Dataset entries =>
/---
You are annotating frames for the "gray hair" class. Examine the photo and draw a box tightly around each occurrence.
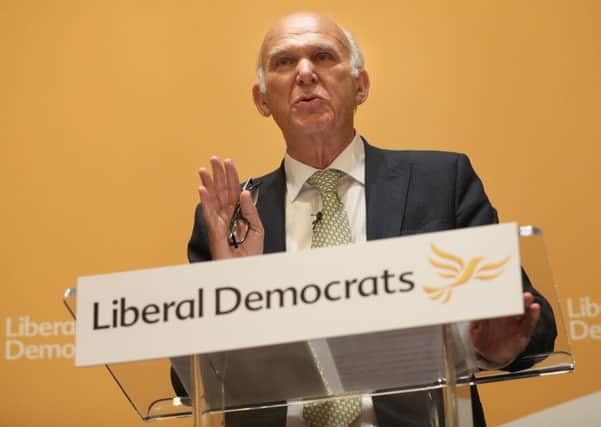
[255,27,365,94]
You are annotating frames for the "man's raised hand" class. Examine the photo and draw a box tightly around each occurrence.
[198,157,264,260]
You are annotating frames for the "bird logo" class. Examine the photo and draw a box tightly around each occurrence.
[423,243,510,303]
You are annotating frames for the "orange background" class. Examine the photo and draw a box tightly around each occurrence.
[1,1,600,426]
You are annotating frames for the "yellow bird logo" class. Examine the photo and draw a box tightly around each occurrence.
[423,243,510,303]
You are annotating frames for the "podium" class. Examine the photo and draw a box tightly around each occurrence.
[64,225,574,426]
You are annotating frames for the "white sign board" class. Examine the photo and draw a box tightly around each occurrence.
[76,222,523,366]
\---
WHAT THIS TASK INVOLVES => None of the pictures should be copied, but every record above must be restated in full.

WRITTEN SOLUTION =>
You are annotating frames for the "gray hair" class. Examine the photo and draw a box tightly around each occurrence.
[255,27,365,94]
You are annotating frames for the "man's raised hand" class. Examine the photo and draw a box tightly around each occurrence.
[198,157,264,260]
You are annotating frames for the "bird logo" class. Examine the photo and draw a box tightly around each occurrence.
[423,243,510,303]
You are annotating frames for the "orange background" class. Examine the photo and draw a box tightly around each occurrence.
[1,1,600,426]
You are annotating frames for the "yellow bird logo" class. Examine the photo and draw a box tightly around each occurrence.
[423,243,510,303]
You are annotating frames for the "podium" class. Examine the photo and draw a box tightly around each occurrence.
[64,225,574,426]
You are annotating frames for the "white sign board" class. Examine the photo and draw a box tightly around each occurrence.
[76,222,523,366]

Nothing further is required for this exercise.